• _PASSAGE_

#####

Chilanga Cement Plc
- Company type: Public
- Traded as: Lusaka Stock Exchange:CHIL
- Industry: Manufacturing
- Founded: 1949
- Headquarters: Chilanga, Zambia
- Key people: Jimmy J Khan (CEO); Choolwe Natala Lungu (CFO-Acting); Muna Hantuba (chairman);
- Products: Cement; Cement clinker;
- Revenue: ZMW 2,113,725,000; (U$ 120.8 million)(2021);
- Net income: ZMW 291,090,000; (U$ 16.6 million)(2021);
- Total assets: ZMW 1,760,344,000; (U$ 100.5 million)(2021);
- Total equity: ZMW 1,525,860,000; (U$ 87.2 million)(2021);
- Website: https://www.lafarge.co.zm/

= Chilanga Cement =

Company

Chilanga Cement is a company of Zambia. Chilanga is principally a cement company, producing cement and cement clinker. The company also sales aggregates from a quarry it operates in Chilanga. The company is headquartered in Chilanga which is close to Lusaka, the national capital.

==History==
The company was founded in 1949, privatized in 1957, nationalized in 1973, and was the first large state-owned company to be privatized (or re-privatized, as it were) in 1994. Chilanga Cement was the first company to be listed on the Lusaka Stock Exchange, in 1995. The company was the major supplier for the construction of Kariba Dam.

==Operations==
The former Chilanga Cement, now Lafarge Zambia Plc, operates two major facilities, one in Chilanga and one in Ndola. The Chilanga facility had completed the construction and commissioning of a new facility in 2008.

#####

• _DATA LISTING_

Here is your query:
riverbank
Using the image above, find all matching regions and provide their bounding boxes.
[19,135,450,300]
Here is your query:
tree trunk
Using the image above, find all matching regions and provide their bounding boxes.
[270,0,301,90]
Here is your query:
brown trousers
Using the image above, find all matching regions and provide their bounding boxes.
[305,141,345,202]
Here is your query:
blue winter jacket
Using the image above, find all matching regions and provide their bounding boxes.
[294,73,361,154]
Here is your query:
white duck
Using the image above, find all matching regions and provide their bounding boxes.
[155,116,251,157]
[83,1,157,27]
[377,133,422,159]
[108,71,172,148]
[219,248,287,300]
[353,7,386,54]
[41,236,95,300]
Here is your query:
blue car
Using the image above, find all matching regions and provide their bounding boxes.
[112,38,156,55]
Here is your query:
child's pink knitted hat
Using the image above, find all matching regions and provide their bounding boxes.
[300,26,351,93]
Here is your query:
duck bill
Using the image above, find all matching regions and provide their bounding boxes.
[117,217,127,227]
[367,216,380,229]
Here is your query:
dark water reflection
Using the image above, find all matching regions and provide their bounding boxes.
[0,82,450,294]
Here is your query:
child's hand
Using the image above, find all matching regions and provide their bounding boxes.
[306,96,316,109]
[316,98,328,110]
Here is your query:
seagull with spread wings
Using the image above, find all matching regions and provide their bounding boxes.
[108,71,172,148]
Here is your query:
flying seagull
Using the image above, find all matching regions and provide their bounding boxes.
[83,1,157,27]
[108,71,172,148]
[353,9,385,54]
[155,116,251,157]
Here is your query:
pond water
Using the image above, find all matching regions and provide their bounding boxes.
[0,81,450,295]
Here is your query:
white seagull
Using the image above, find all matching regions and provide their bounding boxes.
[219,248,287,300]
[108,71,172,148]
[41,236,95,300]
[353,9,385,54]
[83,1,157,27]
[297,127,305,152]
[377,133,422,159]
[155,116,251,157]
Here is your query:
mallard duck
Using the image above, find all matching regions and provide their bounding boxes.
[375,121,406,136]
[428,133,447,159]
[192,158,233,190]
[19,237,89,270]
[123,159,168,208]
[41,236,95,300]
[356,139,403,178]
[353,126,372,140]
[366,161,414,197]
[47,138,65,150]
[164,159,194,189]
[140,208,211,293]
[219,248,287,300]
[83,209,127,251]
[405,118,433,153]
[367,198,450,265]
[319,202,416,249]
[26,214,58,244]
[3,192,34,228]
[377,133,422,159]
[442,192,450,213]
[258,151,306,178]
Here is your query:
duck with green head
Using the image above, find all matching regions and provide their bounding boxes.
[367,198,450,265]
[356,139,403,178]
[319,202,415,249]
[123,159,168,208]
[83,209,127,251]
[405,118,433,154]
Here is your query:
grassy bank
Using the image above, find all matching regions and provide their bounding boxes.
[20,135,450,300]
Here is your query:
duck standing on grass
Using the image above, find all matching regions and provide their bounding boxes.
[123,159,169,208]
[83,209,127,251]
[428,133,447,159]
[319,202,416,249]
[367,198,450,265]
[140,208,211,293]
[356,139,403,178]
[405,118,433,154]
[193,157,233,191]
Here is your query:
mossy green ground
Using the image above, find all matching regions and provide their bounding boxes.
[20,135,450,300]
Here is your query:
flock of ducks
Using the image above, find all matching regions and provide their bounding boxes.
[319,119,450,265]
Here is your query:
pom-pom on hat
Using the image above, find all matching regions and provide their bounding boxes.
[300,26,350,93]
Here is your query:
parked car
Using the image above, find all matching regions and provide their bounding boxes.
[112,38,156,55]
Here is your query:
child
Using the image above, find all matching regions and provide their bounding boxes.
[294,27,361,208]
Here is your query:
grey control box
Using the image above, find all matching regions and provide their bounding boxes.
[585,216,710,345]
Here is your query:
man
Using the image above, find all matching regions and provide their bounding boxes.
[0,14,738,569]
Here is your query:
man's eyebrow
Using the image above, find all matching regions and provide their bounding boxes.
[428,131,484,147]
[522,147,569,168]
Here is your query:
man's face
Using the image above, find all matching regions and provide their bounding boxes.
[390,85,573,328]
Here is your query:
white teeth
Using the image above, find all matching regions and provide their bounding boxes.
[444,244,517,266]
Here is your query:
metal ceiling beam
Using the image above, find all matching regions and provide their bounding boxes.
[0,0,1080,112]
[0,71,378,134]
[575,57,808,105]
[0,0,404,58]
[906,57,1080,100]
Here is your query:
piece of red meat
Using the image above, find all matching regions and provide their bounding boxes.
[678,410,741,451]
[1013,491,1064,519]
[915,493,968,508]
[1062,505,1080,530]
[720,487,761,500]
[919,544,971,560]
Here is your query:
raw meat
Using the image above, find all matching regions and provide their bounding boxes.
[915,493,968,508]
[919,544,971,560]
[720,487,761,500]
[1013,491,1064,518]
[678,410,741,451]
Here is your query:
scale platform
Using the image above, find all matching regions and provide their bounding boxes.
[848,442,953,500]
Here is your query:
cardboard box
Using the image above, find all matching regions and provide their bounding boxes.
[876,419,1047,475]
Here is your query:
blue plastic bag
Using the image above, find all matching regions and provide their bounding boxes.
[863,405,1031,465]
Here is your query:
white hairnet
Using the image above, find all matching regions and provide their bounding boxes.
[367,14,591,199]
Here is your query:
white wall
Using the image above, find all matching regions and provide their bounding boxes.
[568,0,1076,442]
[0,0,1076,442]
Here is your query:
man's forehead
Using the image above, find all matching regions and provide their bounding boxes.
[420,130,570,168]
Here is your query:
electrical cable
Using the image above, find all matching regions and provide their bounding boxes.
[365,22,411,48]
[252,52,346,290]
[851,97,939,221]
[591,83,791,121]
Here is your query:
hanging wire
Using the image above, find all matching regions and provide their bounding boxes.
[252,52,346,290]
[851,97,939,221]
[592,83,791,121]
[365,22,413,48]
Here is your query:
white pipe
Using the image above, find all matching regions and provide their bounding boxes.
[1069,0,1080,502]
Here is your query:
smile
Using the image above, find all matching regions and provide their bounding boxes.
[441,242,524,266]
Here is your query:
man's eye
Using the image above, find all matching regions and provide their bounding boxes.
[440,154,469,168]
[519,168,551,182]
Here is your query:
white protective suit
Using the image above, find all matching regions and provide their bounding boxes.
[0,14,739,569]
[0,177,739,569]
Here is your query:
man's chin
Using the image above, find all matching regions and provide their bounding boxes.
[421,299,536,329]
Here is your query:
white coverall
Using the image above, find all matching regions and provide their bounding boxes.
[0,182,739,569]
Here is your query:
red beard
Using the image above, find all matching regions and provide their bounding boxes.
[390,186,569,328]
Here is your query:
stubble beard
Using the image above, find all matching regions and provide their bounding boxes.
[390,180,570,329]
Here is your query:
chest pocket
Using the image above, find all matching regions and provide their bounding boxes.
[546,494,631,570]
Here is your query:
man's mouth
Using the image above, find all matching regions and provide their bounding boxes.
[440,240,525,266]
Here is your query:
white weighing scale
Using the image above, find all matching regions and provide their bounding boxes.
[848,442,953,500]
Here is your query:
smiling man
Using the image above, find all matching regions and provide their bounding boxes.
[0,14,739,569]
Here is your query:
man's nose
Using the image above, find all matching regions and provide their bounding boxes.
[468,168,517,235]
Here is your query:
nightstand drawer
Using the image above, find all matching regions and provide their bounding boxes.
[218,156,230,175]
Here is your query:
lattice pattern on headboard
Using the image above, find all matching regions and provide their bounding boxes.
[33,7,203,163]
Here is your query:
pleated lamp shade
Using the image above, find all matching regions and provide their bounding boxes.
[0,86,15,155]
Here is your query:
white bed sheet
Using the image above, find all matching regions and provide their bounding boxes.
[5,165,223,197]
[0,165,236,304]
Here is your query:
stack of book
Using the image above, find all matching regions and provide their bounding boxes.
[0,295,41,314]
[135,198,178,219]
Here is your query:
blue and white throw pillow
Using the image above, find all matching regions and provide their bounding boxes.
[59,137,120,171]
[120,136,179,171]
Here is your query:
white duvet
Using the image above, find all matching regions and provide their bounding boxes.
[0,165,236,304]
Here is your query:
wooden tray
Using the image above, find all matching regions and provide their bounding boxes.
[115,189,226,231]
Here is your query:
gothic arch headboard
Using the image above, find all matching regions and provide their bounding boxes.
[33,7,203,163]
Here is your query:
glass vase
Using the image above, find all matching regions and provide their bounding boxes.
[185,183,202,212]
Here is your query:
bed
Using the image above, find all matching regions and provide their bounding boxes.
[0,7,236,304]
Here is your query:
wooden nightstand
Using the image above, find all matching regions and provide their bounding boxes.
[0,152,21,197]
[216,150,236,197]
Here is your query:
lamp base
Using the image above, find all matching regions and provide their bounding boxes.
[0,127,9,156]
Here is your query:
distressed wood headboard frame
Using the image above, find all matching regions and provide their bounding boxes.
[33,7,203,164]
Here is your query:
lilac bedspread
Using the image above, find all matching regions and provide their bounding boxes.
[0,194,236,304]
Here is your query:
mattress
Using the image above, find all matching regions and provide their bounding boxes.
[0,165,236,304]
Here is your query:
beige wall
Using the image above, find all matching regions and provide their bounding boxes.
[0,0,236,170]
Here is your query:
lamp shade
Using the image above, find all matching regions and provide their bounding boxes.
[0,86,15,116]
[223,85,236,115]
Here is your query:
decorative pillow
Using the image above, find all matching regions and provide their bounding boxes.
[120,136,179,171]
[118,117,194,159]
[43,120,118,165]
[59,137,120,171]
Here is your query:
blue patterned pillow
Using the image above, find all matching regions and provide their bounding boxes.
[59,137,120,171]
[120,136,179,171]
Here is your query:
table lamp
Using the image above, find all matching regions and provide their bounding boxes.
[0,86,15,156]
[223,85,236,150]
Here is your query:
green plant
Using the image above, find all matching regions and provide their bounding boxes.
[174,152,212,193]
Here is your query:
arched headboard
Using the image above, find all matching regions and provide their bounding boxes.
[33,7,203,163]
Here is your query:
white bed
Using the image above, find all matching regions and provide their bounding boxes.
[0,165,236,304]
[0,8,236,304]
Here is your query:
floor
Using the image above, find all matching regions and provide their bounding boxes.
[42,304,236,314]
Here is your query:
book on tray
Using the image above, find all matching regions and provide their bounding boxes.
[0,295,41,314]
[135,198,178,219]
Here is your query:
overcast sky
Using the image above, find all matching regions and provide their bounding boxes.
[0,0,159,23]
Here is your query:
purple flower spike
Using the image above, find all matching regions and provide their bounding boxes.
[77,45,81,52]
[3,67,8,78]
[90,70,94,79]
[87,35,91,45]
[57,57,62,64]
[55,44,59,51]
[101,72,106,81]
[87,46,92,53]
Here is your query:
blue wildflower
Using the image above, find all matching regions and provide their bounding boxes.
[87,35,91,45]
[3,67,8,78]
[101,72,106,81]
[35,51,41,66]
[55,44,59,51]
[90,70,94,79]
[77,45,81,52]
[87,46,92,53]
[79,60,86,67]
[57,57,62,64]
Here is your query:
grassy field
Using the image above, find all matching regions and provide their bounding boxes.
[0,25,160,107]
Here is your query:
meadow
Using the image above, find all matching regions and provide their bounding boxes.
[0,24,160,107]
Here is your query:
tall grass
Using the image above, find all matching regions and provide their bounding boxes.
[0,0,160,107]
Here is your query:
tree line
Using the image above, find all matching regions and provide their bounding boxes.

#####

• _WORK TO COMPLETE_
1. Rewrite the Chilanga Cement article, starting with "Chilanga Cement is" and going on through "the national capital.", with "quarry" replaced by "pit".
2. Carry on the Chilanga Cement article from its last sentence.

• _RESPONSES TO THE TASKS_
1.
Chilanga Cement is a company of Zambia. Chilanga is principally a cement company, producing cement and cement clinker. The company also sales aggregates from a pit it operates in Chilanga. The company is headquartered in Chilanga which is close to Lusaka, the national capital.

2.
Chilanga Cement operates 4 depots, one in Mpulungu, the others in Chipata, Kasumbalesa and Livingstone.

Lafarge Zambia's largest customers are the construction firms engaged on Government projects like construction of roads, dams and bridges. The company also exports cement and clinker to nearby countries, including The Democratic Republic of Congo (DRC), Malawi, Zimbabwe and Burundi.

In 2020, the company recorded 225,000 tonnes of Clinker export sales and 740,000 tonnes of Cement sales, 293,000 of which was sold to export markets.

== Financials ==
For the fiscal (and calendar) year 2021, Chilanga Cement reported a net income of ZMW 291,090,000. The annual revenue was ZMW 2,113,725,000.

| Year | Revenue (ZMW) | Net income (ZMW) | Assets (ZMW) | Equity (ZMW) |
|---|---|---|---|---|
| 2020 | 1,693,146,000 | 363,035,000 | 1,880,081,000 | 1,636,876,000 |
| 2021 | 2,113,725,000 | 291,090,000 | 1,760,344,000 | 1,525,860,000 |

== Ownership ==
In 2021 the majority shareholders of Lafarge Zambia Plc (Pan African Cement Co. Ltd. and Financier Lafarge) sold their 75% in the Company to Huaxin (Hainan) Investment Co. Ltd., a company owned by Huaxin Cement Co. Ltd. (Huaxin), leading to the change of trading name of Lafarge Zambia Plc to Chilanga Cement Plc.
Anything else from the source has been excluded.